- **Exercise aim**: Return verbatim the line containing "Query: road surface" together with all lines that follow it in the records, and no other material.

- **Records**:
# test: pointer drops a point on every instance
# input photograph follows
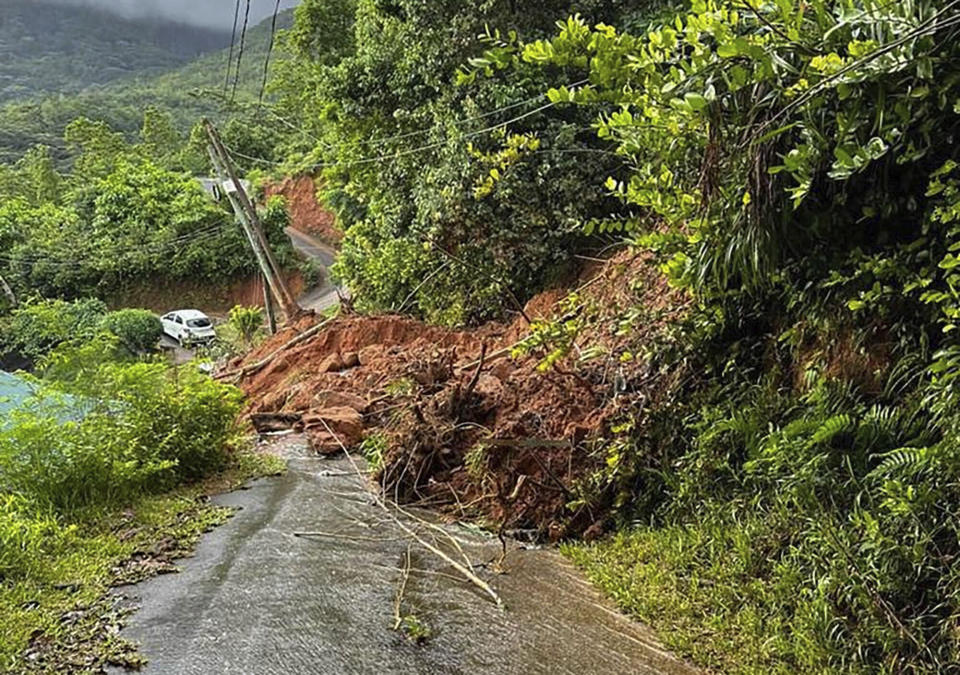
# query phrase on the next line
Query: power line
(203, 235)
(266, 61)
(233, 41)
(243, 41)
(429, 146)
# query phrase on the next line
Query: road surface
(257, 598)
(325, 296)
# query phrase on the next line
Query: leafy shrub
(38, 326)
(246, 321)
(138, 330)
(141, 427)
(26, 538)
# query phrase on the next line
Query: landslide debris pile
(455, 419)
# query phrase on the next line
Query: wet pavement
(258, 599)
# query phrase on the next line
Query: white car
(188, 327)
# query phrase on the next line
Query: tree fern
(833, 427)
(906, 462)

- **Written response**:
Query: road surface
(257, 598)
(325, 296)
# query phrase on the next line
Query: leafy shrub
(38, 326)
(246, 321)
(138, 330)
(141, 427)
(26, 538)
# query phrase on the next line
Query: landslide debris pile
(455, 419)
# query phrase on the next line
Query: wet pavement
(258, 599)
# query phrase on the next line
Query: white car
(188, 327)
# query phrase on the next line
Query: tree fern
(833, 427)
(906, 462)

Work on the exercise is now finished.